TASK DIRECTIONS: Exact copies of the line with "In this picture, where can the mountain" and of all lines after it through the end of the entries are required, and no other lines.

DATA SHOWN:
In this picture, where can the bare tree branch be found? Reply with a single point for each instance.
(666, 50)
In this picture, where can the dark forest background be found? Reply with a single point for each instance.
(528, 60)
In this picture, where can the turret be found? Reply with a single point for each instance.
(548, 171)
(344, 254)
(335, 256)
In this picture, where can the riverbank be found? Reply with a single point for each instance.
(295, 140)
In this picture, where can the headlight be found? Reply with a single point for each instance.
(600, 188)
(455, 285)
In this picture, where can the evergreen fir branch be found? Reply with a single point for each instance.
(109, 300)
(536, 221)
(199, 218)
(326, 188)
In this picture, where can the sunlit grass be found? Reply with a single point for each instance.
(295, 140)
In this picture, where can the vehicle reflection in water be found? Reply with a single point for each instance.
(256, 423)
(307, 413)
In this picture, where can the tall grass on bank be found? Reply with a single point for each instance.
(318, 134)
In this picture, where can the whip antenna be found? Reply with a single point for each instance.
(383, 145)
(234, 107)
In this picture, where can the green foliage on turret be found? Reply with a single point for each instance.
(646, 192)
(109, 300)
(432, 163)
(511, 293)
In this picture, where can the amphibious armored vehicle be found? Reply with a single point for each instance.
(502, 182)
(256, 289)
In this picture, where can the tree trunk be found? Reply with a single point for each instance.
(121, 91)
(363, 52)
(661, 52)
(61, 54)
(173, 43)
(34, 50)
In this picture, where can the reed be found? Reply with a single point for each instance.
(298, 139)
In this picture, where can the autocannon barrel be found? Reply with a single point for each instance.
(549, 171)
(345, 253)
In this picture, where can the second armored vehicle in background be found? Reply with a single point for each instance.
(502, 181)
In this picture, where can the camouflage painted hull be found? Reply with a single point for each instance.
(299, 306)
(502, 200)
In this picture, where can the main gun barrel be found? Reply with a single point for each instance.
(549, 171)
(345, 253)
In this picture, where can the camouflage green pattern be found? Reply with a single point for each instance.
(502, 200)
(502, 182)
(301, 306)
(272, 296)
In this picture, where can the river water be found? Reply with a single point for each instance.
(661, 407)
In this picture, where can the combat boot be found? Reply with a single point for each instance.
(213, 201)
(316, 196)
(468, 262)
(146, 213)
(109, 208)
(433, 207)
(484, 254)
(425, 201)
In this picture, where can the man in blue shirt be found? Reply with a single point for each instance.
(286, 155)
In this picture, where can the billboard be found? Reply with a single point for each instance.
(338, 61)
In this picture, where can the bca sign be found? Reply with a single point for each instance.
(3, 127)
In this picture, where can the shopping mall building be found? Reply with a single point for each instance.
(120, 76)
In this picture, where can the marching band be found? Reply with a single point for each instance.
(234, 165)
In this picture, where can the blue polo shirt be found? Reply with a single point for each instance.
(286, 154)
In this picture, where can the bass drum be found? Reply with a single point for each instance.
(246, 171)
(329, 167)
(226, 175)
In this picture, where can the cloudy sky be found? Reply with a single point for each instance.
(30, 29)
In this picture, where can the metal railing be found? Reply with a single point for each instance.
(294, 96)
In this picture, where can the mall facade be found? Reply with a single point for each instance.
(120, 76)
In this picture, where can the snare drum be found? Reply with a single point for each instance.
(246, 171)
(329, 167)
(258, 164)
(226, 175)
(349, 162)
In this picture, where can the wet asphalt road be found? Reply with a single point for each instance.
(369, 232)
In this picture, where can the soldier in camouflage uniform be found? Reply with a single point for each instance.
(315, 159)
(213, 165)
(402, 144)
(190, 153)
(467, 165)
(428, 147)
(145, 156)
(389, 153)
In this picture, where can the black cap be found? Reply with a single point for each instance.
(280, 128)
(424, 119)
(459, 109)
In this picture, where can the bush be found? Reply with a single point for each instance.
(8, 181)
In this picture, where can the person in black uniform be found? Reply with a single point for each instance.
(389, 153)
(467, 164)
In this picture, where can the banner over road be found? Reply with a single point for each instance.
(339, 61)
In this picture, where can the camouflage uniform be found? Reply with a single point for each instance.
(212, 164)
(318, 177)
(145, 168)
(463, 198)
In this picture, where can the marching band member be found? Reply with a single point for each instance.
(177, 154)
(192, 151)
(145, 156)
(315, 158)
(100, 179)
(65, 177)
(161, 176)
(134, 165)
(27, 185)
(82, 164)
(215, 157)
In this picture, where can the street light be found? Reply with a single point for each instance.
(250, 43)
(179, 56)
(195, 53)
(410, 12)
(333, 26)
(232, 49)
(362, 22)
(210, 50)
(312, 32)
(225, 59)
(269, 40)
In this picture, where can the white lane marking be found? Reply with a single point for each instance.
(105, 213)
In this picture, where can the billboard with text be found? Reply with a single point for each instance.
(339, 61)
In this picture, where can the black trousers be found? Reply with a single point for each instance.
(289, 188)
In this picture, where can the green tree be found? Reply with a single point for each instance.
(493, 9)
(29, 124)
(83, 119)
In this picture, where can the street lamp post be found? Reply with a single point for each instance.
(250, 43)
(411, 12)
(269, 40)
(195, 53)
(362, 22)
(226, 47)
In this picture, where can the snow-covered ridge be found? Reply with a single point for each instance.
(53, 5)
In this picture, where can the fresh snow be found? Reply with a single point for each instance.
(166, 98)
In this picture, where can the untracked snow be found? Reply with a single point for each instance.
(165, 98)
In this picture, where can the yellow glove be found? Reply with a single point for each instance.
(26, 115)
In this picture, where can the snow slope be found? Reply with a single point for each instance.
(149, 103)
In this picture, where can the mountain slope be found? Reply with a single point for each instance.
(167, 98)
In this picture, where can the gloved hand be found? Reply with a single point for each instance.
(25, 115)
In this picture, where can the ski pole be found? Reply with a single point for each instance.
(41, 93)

OUTPUT BELOW:
In this picture, where can the mountain slope be found? Reply with a single point for each instance.
(167, 98)
In this picture, where can the gloved hand be found? Reply with a single point for each instance.
(25, 115)
In this picture, where can the ski pole be found? Reply with a single point for each instance.
(41, 93)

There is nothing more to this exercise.